Repeat all of the records verbatim.

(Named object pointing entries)
+===+

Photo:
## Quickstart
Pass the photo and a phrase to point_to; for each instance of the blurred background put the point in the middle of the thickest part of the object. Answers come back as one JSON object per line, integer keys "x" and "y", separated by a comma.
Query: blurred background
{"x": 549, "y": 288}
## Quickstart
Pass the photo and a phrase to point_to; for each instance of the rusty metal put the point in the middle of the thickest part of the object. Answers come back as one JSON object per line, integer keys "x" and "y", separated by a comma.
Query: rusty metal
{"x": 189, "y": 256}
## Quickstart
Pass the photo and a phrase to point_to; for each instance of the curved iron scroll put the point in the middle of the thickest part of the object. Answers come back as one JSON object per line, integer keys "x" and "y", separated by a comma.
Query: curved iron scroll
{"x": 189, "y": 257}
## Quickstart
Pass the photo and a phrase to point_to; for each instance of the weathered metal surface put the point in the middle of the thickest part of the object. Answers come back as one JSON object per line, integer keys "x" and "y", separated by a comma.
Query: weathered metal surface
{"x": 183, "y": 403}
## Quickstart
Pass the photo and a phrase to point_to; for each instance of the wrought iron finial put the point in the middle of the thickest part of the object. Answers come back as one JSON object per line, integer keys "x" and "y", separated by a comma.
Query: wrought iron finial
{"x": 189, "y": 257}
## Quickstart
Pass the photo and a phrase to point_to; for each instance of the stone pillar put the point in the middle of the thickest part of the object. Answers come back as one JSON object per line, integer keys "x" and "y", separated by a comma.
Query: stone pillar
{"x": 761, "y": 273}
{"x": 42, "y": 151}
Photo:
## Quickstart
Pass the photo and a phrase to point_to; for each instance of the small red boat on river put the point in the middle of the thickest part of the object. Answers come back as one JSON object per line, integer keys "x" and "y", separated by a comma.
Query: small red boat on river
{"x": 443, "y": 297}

+===+

▶ Reply
Photo:
## Quickstart
Pass the photo and a phrase to point_to; for each instance of the blurred background put the point in the middle of the thickest part of the object. Answers come back as one JSON object per line, integer keys "x" and "y", separated by a comma.
Query: blurred background
{"x": 549, "y": 288}
## Quickstart
Pass the photo and a phrase to point_to; for each instance of the rusty metal put the point in the middle of the thickest part of the object. Answers come back as one JSON object per line, integer keys "x" and "y", separated by a comma.
Query: rusty metal
{"x": 189, "y": 256}
## Quickstart
Pass the photo and a phrase to point_to; for each instance of the curved iron scroll put the point in the middle of the thickest part of the object. Answers come back as one JSON object per line, integer keys "x" and "y", separated by a comma.
Query: curved iron scroll
{"x": 189, "y": 257}
## Quickstart
Pass the photo and a phrase to point_to; for each instance of the weathered metal surface put the point in the middle of the thickest part of the object. Answers come back as one JSON object per line, integer keys "x" and "y", separated by a comma.
Query: weathered metal surface
{"x": 183, "y": 403}
## Quickstart
Pass the photo and a phrase to point_to; for each instance of the wrought iron finial put the point in the middle of the thickest part of the object. Answers come back as one JSON object per line, integer keys "x" and "y", separated by a comma.
Query: wrought iron finial
{"x": 189, "y": 257}
## Quickstart
Pass the photo and a phrase to point_to; for each instance of the stone pillar put the point in the middle of the thickest part of the object. Answers come back as one JSON object per line, integer keys "x" and "y", separated by a comma.
Query: stone pillar
{"x": 761, "y": 273}
{"x": 42, "y": 151}
Photo:
## Quickstart
Pass the photo and a phrase to point_to; for each instance of the small red boat on river put the point in the middle of the thickest part of the object. Answers come back as one JSON object per line, integer keys "x" and "y", separated by a comma.
Query: small red boat on river
{"x": 443, "y": 297}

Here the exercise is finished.